If a line of the material contains "every", copy it.

### [Input]
====
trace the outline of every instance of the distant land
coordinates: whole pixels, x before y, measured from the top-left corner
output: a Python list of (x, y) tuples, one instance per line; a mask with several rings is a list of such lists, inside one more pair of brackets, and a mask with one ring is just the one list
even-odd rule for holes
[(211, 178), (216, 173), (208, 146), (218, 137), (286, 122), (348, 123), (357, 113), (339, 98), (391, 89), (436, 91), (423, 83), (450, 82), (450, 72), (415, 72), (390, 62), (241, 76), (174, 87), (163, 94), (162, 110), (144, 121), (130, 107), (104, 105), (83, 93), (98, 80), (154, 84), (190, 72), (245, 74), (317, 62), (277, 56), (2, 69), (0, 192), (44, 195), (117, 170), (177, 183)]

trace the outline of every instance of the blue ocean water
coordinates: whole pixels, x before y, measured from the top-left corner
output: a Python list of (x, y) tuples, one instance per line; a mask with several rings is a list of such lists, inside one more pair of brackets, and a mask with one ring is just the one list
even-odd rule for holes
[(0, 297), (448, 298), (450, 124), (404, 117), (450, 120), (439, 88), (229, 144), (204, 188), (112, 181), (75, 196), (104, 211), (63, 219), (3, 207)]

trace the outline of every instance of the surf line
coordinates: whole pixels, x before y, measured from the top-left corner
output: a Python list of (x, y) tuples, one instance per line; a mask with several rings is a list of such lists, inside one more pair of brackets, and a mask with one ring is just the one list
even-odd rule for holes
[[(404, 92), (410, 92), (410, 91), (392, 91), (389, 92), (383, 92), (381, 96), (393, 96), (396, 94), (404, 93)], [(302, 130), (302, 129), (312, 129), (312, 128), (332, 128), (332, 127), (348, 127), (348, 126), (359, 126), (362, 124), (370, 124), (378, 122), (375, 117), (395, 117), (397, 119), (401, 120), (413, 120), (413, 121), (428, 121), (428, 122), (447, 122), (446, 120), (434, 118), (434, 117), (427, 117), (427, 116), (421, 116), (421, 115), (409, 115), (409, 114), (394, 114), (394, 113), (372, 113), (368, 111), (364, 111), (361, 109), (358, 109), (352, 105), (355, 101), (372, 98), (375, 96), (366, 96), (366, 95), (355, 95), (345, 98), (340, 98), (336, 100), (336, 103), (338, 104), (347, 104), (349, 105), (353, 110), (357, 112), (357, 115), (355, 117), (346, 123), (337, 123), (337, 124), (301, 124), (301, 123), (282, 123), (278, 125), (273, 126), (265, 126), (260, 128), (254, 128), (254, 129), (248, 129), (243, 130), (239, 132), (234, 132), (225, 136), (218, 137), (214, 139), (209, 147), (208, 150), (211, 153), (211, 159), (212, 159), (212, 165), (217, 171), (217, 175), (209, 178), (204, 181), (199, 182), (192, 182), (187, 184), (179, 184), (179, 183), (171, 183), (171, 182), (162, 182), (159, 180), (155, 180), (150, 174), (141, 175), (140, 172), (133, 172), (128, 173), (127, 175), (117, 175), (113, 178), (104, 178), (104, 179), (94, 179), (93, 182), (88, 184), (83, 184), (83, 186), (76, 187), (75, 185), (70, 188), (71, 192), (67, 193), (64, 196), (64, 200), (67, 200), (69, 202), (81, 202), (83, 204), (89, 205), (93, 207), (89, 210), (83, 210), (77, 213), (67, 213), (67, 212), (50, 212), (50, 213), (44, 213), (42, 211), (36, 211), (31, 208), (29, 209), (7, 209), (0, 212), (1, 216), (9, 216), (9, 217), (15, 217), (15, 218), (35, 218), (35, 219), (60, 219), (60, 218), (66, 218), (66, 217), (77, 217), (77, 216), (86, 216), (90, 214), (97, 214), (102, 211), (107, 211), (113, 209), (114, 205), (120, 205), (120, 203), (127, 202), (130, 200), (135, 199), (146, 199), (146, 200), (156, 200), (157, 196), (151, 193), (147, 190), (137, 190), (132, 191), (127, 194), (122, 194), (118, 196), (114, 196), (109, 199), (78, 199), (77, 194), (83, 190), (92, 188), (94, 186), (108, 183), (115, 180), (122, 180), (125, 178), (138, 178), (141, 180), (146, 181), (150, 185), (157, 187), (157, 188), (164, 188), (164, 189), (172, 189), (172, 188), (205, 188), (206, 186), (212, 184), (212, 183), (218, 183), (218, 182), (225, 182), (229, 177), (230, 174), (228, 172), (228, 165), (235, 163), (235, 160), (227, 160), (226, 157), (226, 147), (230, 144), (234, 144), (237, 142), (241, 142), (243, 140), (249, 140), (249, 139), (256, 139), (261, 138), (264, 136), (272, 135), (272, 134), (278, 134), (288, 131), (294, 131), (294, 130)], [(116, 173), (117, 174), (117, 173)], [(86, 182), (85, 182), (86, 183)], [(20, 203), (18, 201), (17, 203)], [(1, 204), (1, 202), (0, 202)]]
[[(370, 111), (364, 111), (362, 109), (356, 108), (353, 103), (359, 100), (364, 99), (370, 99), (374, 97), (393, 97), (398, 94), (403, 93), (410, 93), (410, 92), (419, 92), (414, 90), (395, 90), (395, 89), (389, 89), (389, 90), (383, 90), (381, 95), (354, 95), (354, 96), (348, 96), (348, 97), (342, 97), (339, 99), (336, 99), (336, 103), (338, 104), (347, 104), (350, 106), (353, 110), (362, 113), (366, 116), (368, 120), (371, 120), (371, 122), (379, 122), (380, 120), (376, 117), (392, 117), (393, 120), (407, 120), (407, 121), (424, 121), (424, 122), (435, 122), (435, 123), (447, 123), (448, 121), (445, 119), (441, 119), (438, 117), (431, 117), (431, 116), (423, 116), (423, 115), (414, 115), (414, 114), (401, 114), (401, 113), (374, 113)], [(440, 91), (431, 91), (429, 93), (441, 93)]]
====
### [Solution to the exercise]
trace the outline of every instance of the distant land
trace the outline of every instance of the blue ocean water
trace the outline of every instance of the surf line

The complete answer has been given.